====== EXERCISE DATA

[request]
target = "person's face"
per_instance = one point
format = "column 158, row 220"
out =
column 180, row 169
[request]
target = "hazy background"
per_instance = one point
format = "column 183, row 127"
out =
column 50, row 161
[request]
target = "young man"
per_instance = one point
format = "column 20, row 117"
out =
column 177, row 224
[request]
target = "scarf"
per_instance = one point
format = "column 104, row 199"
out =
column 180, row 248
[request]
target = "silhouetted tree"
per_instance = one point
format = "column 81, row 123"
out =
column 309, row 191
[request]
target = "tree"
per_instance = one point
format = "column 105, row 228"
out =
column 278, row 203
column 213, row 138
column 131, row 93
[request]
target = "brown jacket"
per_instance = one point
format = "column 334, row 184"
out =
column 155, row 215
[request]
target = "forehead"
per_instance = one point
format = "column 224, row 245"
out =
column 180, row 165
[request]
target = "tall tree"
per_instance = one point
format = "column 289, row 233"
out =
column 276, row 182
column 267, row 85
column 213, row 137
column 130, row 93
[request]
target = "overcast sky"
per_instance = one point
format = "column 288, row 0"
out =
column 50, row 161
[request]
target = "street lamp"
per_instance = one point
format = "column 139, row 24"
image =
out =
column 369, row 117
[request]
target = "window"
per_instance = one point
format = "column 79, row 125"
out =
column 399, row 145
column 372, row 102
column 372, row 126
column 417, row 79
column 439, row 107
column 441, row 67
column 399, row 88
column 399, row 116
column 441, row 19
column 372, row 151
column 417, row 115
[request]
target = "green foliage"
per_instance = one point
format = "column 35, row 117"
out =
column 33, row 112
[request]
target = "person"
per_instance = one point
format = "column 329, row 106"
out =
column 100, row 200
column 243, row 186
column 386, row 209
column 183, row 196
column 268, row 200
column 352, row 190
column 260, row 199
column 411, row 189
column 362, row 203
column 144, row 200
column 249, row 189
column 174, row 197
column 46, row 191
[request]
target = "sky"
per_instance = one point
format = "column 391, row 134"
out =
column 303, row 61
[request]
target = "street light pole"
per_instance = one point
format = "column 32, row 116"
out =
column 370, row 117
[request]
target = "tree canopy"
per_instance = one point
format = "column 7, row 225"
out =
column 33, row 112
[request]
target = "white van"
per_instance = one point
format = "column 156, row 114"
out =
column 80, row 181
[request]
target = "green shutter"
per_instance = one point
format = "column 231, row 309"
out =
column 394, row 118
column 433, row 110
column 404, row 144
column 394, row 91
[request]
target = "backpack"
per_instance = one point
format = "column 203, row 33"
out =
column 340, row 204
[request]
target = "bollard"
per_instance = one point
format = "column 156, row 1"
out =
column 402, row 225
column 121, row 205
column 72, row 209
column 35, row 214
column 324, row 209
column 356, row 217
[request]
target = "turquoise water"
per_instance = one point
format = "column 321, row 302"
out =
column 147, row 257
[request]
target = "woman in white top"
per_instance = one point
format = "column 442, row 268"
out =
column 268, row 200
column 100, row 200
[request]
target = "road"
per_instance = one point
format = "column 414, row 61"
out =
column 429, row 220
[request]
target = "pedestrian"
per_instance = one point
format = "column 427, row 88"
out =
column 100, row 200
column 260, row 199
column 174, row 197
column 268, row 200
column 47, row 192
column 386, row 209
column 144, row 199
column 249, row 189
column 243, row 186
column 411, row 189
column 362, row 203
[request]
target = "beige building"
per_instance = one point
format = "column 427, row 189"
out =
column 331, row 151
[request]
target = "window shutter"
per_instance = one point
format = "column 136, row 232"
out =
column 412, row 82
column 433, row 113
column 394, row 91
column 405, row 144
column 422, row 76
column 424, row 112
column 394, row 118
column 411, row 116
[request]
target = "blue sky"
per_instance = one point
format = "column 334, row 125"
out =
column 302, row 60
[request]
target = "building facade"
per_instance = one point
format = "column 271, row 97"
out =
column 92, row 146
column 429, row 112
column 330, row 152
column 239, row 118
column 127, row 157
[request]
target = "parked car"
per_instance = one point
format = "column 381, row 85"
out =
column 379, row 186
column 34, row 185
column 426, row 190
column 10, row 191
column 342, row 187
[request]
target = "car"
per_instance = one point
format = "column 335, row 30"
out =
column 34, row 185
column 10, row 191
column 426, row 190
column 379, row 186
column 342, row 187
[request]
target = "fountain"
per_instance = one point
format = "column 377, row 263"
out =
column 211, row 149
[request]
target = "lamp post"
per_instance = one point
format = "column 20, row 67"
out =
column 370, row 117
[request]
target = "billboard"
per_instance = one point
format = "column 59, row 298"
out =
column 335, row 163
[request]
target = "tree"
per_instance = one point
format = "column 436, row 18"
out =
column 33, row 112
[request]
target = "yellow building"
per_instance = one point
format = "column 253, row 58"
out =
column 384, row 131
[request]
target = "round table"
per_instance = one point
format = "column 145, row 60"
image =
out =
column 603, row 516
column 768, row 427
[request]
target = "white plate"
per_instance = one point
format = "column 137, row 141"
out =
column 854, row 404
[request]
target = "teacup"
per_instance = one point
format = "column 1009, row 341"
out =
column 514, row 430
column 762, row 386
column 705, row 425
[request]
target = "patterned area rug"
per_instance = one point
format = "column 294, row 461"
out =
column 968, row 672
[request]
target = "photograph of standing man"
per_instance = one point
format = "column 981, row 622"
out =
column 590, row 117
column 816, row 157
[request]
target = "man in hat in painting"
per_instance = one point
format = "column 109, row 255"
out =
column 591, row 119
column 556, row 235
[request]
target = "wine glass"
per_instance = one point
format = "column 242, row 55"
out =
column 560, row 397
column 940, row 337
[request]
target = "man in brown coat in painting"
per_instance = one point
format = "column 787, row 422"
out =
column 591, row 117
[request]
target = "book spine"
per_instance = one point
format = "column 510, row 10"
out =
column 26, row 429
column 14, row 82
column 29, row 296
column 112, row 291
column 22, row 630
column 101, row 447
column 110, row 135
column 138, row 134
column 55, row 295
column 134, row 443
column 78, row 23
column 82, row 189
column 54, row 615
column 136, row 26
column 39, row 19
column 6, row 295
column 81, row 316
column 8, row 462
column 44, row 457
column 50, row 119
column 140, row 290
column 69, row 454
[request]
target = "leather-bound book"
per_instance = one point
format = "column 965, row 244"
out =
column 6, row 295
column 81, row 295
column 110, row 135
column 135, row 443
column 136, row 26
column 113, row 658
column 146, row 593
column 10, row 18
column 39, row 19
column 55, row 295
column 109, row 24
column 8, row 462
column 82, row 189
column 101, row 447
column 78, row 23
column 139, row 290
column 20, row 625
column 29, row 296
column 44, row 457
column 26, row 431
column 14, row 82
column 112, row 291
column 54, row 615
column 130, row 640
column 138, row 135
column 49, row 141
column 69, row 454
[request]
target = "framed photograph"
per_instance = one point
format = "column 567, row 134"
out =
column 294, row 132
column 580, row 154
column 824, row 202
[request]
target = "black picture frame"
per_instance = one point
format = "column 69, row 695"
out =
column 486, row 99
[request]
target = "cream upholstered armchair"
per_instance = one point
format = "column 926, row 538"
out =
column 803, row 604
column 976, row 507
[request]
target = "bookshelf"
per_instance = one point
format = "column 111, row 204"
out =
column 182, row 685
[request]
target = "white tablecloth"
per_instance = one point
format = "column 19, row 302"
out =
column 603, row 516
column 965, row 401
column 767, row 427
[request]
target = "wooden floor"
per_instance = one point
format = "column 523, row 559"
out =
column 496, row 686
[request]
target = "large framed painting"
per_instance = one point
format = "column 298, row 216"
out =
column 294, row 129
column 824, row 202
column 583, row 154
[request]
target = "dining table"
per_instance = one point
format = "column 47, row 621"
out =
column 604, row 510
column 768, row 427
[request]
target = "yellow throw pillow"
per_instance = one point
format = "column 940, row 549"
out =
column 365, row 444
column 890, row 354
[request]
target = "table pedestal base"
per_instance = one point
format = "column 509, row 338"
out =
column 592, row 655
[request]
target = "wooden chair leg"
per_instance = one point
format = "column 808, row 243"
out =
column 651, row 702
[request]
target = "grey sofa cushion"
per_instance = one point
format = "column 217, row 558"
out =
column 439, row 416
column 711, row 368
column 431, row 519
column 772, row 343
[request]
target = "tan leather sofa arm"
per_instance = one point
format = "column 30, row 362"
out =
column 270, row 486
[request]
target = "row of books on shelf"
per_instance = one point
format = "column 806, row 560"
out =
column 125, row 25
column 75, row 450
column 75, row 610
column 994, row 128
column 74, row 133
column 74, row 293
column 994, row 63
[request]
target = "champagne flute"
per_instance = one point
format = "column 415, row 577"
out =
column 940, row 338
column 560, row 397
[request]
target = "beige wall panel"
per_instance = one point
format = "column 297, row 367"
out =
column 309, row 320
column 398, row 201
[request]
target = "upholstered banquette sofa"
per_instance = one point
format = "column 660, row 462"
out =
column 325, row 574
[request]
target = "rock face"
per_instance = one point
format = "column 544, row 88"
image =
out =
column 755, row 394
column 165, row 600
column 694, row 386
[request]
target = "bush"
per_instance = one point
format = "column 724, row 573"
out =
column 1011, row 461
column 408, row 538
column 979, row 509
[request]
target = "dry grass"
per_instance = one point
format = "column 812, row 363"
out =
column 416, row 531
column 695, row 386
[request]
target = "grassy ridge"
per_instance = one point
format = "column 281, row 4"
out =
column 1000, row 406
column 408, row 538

============

PROBLEM DESCRIPTION
Gather every line in the rows above that contains the word "shutter" and copy each one.

RESULT OF THIS TASK
target = "green shutter"
target = "window shutter"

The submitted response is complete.